* BEGIN Text passage *

He wanted to find the place where he had hidden his chocolate.
“Every time I received a Red Cross parcel,” my father explained, “I would save the chocolate and hide it behind a loose brick in the back of one of the disused fireplaces, ready to use when I escaped. Unfortunately, when I did escape everything happened so fast I didn’t have time to retrieve my chocolate.”
We found the room but the fireplace had been cemented over, with his chocolate inside. We wandered out of the back of the convent into a large vegetable garden. My father explained that this had once been their exercise yard – a large muddy field with a stream running through the middle. He pointed out where the barbed wire and the watchtowers had stood and showed us the spot where the Italian commandant had cut the wire to let them out.

* END Text passage *
* BEGIN Dataset excerpt *

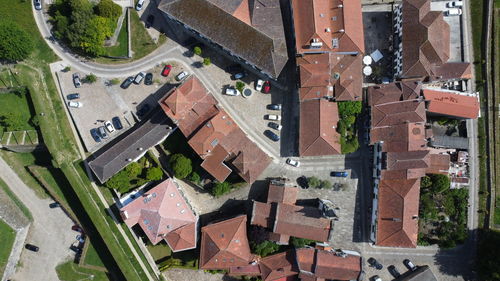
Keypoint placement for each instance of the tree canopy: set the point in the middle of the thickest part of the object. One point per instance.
(15, 43)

* END Dataset excerpt *

> Required actions
A. In the passage about the father's visit to the convent, where did he hide the chocolate from his Red Cross parcels?
B. Write a continuation of the passage about the father's return to the convent, starting after its final sentence.
The lines after the passage are separate material with no connection to it.

> Solved problems
A. Behind a loose brick in the back of one of the disused fireplaces.

B.
It didn’t make much sense – why would the camp commandant be letting the prisoners go? I preferred to imagine Sergeant Harry Trotter of the Special Boat Squadron, one of my favourite characters in my “war mags”, wriggling under the wire as the searchlights swept the air above his head. But, nonetheless, I found myself being drawn into the story. This was a different father to the quiet, somewhat reserved figure I had grown up with.
After saying goodbye to the nuns, we got back into the car and drove a short distance down a country lane.
“I think it’s over there,” said my father.
He stopped the car and we all got out. He strode off through a field of vines while my mother and sister stood together in the shade waiting. I trotted after him. He was clearly excited and on the verge of discovering something and I wanted to know what he was going to produce next. At the far end of the vineyard was a wood with a large dry riverbed in the bottom. It was thick with brambles and saplings that criss-crossed over each other.
“Lie down there,” he suggested, “and you can pretend to be me.”
I burrowed under the canopy of undergrowth. Above me I could see his dim outline dressed in a faded blue Airtex shirt and old army khaki shorts; his white knees unaccustomed to the light of day above a pair of long army socks held up by garters. Even by the standards of the 1970s, he looked old-fashioned.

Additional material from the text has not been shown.